## Passage provided
###

Gov. Paul LePage has been taking a beating from Democrats and advocates of the Kids Safe Products Act, a law that identifies and tries to phase out harmful chemicals from consumer products.
The criticism stems from the governor’s decision last week to put four chemicals on the so-called priority list, supposedly ending the administration’s nearly three-year resistance to a law that it once tried to repeal.
But advocates of the law and Democrats in the House of Representatives called the LePage administration’s list a “sham,” arguing that many of the chemicals elevated as a priority – mercury, arsenic, cadmium and formaldehyde – were already being phased out of consumer products. Groups like Environmental Health Strategies and the Alliance for a Clean and Healthy Maine argued that the LePage administration’s action was “election-year trickery,” a move that symbolically put the governor on the right side of a law designed to protect pregnant women and children while not upsetting industry allies.
It’s not clear if it was intentional, but LePage isn’t the only one implicated in the criticism.

###

## Dataset extract
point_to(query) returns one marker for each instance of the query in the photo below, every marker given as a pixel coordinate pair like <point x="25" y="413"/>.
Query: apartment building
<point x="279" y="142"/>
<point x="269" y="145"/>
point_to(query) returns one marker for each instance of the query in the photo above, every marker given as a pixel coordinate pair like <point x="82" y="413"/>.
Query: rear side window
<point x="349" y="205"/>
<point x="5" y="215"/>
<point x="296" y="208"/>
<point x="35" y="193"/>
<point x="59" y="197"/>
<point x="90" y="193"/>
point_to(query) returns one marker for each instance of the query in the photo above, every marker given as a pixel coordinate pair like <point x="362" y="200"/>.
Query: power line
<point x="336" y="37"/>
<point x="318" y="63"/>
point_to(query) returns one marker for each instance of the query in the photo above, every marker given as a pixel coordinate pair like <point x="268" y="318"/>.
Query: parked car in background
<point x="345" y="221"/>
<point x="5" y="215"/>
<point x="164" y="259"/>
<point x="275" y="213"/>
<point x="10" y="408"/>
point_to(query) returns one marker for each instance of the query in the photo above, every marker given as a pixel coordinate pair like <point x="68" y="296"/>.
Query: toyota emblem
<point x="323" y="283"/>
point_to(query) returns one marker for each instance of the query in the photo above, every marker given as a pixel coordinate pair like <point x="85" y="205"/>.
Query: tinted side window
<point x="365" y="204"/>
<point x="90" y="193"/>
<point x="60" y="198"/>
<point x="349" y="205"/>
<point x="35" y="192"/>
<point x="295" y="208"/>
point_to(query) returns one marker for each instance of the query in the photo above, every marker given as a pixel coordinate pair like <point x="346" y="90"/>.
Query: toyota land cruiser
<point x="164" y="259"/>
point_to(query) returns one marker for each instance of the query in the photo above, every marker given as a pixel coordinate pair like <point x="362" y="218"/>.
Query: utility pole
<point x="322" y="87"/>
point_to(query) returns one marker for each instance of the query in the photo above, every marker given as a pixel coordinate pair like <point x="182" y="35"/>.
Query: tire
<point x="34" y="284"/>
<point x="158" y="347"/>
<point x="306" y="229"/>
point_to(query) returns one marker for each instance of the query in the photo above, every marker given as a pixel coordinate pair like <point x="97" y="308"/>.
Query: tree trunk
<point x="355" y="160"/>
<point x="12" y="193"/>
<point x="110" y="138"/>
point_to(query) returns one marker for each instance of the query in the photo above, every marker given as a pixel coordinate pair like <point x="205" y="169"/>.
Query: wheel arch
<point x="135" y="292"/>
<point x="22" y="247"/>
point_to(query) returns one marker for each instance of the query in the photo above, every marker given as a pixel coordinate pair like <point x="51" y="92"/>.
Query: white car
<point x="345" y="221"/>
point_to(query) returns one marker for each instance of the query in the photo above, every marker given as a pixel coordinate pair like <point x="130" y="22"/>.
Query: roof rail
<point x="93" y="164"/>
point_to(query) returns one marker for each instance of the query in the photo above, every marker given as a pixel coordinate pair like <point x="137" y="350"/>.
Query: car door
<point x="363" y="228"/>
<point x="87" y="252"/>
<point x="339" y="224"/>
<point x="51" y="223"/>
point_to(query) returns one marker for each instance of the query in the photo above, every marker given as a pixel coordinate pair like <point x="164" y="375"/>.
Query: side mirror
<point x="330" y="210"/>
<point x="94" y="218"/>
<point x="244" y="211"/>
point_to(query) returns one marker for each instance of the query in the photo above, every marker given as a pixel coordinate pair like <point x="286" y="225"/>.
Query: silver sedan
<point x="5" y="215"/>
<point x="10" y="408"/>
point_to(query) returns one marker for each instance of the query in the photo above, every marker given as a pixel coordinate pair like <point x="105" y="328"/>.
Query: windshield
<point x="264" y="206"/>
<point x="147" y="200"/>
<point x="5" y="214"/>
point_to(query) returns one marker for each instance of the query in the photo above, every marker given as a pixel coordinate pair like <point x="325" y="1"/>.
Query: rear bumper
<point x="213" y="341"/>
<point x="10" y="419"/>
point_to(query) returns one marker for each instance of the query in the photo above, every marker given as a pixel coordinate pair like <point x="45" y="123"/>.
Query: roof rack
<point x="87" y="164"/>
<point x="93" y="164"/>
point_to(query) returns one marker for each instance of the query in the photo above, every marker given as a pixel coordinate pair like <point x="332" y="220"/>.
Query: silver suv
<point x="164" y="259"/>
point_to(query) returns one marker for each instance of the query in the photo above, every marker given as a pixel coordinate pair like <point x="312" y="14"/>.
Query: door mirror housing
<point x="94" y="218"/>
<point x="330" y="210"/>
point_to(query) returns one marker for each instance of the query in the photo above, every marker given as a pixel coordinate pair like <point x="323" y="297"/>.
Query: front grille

###

## Exercise A
Decide whether each statement agrees with the passage on the Kids Safe Products Act, answering yes or no and quoting the words that settle it: (i) The governor placed four chemicals on the priority list. (ii) The LePage administration had once tried to repeal the law. (iii) Critics argued that the listed chemicals were only now starting to appear in consumer products.
## Exercise B
According to the passage on the Kids Safe Products Act, which groups called the LePage administration's action "election-year trickery"?

## Exercise result A
(i) Yes: "the governor’s decision last week to put four chemicals on the so-called priority list"
(ii) Yes: "a law that it once tried to repeal"
(iii) No: "were already being phased out of consumer products"

## Exercise result B
Environmental Health Strategies and the Alliance for a Clean and Healthy Maine.